**Records supplied:**
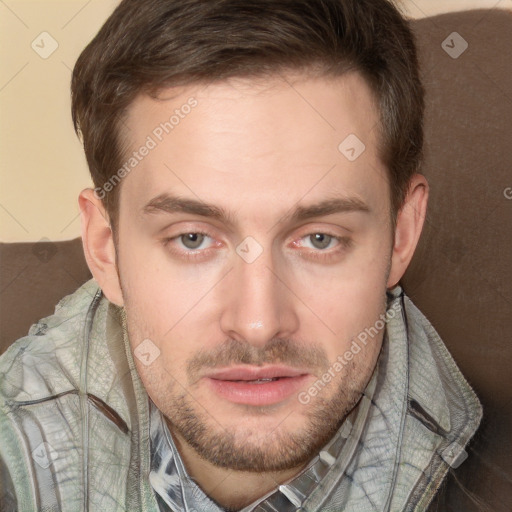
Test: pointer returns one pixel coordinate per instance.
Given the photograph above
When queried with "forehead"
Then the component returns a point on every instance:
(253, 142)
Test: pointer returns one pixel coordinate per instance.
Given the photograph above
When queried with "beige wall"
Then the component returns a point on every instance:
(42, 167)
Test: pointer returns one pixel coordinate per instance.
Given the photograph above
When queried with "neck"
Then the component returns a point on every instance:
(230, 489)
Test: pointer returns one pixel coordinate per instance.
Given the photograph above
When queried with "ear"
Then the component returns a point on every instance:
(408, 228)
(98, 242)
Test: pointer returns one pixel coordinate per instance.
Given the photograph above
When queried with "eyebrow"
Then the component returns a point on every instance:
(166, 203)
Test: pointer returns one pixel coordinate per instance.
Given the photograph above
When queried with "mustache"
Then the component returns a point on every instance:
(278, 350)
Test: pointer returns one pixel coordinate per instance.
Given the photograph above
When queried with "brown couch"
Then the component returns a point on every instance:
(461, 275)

**Objective:** Return all of the lines above word for word, leaving out the picture.

**The answer:**
Test: pointer returns one pixel coordinate per instance.
Given the photograph above
When queried with "forehead"
Then the component returns a point on every instance:
(253, 142)
Test: pointer returns one pixel coordinate per instance.
Given the photograph above
When queried with "beige wall"
Then the component returns a point on every instance:
(42, 167)
Test: pointer returns one pixel coordinate per instance.
Given the photograph above
When queried with "neck"
Then the component returns a point on every instance:
(230, 489)
Test: pointer returns one pixel coordinate per instance.
Given the photograph above
When queried with "ear"
Then the component returns a point on every instance:
(408, 228)
(98, 242)
Test: pointer returns one pixel coordinate per instance.
Given the photograph above
When queried with "eyebrow"
Then the component returns a point on every instance:
(166, 203)
Test: pointer returns one pixel coordinate per instance.
Given the photograph above
When queried with "mustache"
Then the component returns a point on every instance:
(278, 350)
Test: pointer returns one pixel coordinate per instance.
Given the photograph above
When queried with "brown couch"
Then the component returns a point on every instance:
(461, 275)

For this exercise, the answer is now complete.